── Ausgewählter Textauszug ──

Auf energischen Widerspruch stieß Thüringens Regierungschef Bodo Ramelow mit seiner Forderung nach einem kompletten Lockdown auch für die Wirtschaft. Eine permanente Verlängerung von Einzelmaßnahmen, die aber insgesamt nicht zum Austrocknen des Virus führten, sei ein teurer und falscher Weg. Der Linken-Politiker bereut inzwischen, sich im Herbst gegen besonders harte Maßnahmen ausgesprochen zu haben. „Die Kanzlerin hatte recht, und ich hatte unrecht“, sagte er rückblickend. 

„Lockerungen für Immunisierte“

Arbeitgeberpräsident Rainer Dulger hielt dagegen. „Das ist doch absurd. Sie können doch nicht alle Betriebe schließen. Nur mit Wertschöpfung können wir unsere Sozialsysteme am Leben halten, die im Moment alle versorgen“. Die von den Grünen angeregte Homeoffice-Quote, der sich die Wirtschaft wegen voller Büros nicht länger verschließen dürfe, kommentierte Dulger mit dem Trend, „daß man nach einer langen Phase daheim gerne mal wieder in den Betrieb kommt, um auch mal wieder die Kollegen zu sehen“. Unterdessen wurde bekannt, daß sich die Auszahlung der Novemberhilfen erneut verzögert. Das Bundeswirtschaftsministerium verwies auf Software-Probleme.

FDP-Generalsekretär Volker Wissing bezweifelte, ob die Einschränkung der Bewegungsfreiheit auf einen Radius von 15 Kilometern rechtmäßig ist.  „Wir haben hier keine gesetzliche Grundlage. Inwieweit das verfassungskonform ist, muß man prüfen“, sagte er und verwies auf die unterschiedlichen Auswirkungen. „Wenn Sie in Berlin leben, haben Sie praktisch keine Einschränkungen. Wenn Sie auf dem Land leben und das nächste Dorf 15 Kilometer entfernt ist, dann sind Sie quasi aufs Dorfleben reduziert“. 

„Ich habe meine Zweifel, ob hier nicht der Bogen überspannt wird“, meinte der Präsident des Deutschen Landkreistages, Reinhard Sager (CDU). Den Kontrapunkt setzte Mecklenburg-Vorpommerns Ministerpräsidentin Manuela Schwesig (SPD). „Ich würde die Mobilität noch viel stärker einschränken“. Man hätte vielleicht zwei unterschiedliche Kategorien für Großstädte und für alle übrigen Orte schaffen sollen, gab der frühere Verfassungsrichter Udo Di Fabio zu bedenken.

───
── Angaben zur Quelle ──

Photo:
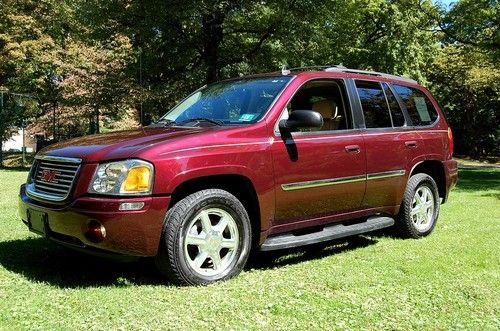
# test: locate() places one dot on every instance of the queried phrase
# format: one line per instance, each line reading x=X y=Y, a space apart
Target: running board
x=289 y=240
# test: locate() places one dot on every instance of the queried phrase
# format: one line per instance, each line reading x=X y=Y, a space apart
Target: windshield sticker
x=423 y=112
x=247 y=117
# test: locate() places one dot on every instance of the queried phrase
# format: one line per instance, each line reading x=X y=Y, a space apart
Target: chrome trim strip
x=385 y=174
x=341 y=180
x=322 y=182
x=59 y=159
x=31 y=186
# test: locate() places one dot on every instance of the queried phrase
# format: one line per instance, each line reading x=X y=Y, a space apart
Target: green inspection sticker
x=247 y=117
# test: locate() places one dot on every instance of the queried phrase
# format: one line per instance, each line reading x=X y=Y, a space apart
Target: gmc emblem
x=49 y=176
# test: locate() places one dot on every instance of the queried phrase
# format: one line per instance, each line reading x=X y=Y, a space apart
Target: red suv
x=263 y=162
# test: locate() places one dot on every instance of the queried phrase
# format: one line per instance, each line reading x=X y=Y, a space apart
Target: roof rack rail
x=372 y=73
x=317 y=67
x=340 y=68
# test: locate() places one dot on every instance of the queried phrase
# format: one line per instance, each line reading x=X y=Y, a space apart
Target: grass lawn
x=450 y=280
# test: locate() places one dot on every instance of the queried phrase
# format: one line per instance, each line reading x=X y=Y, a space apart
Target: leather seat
x=329 y=111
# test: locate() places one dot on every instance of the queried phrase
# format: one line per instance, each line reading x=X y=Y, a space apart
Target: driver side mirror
x=301 y=119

───

▶ **Deine Aufgabe A**
Beantworte zum ausgewählten Textauszug diese Fragen:
(i) Welcher Partei gehört Bodo Ramelow an?
(ii) Worauf verwies das Bundeswirtschaftsministerium bei der erneuten Verzögerung der Novemberhilfen?
(iii) Auf welchen Radius soll die Bewegungsfreiheit eingeschränkt werden?
▶ **Deine Aufgabe B**
Knüpf an das Ende des Textauszugs über den Streit um Lockdown und Bewegungsradius an und schreib ihn weiter.

▶ **Deine Antwort A**
(i) Der Linken
(ii) Auf Software-Probleme
(iii) Auf 15 Kilometer

▶ **Deine Antwort B**
Nachdem die Zahl der Impfungen in Deutschland auf niedrigem Niveau langsam steigt, hat eine Debatte über mögliche Ausnahmeregelungen für Geimpfte eingesetzt. Für Reiserückkehrer, die eine „Impfdokumentation über eine mindestens 14 Tage vor Einreise erfolgte Schutzimpfung vorlegen“, könnten Pflichttests und Quarantäne entfallen, heißt es im Bundesgesundheitsministerium. Die derzeitige Regelung, wer zuerst gegen Corona geimpft wird, hält Di Fabio für verfassungswidrig. „Nach unserem Verfassungsverständnis muß das, was für die Grundrechte wesentlich ist, vom Parlament per Gesetz geregelt werden“. Derzeit wird die Reihenfolge aber in einer Verordnung des Bundesgesundheitsministers geregelt. Der Staatsrechtler schlägt „Lockerungen für Immunisierte“ vor, die gegebenenfalls „einen Anreiz bieten“ könnten, sich impfen zu lassen. 

Ähnlich argumentiert dessen früherer Kollege Rupert Scholz (CDU). Bei solchen Lockerungen gehe es nicht um Solidarität mit Noch-nicht-Geimpften, sondern um die Frage, „ob Bürger, die nachweislich nicht mehr ansteckend sind, weiter bevormundet werden sollen“. Der bayerische Ministerpräsident Markus Söder (CSU) hat beklagt, daß es „unter Pflegekräften in Alten- und Pflegeheimen eine zu hohe Impfverweigerung“ gebe. Der deutsche Ethikrat solle deshalb Vorschläge machen, „ob und für welche Gruppen eine Impfpflicht denkbar wäre“. Eine Impfpflicht ist von der Bundesregierung, insbesondere von Gesundheitsminister Jens Spahn (CDU), bisher stets abgelehnt worden. Am 25. Januar wollen sich Bund und Länder erneut zu einem Corona-Gipfel treffen.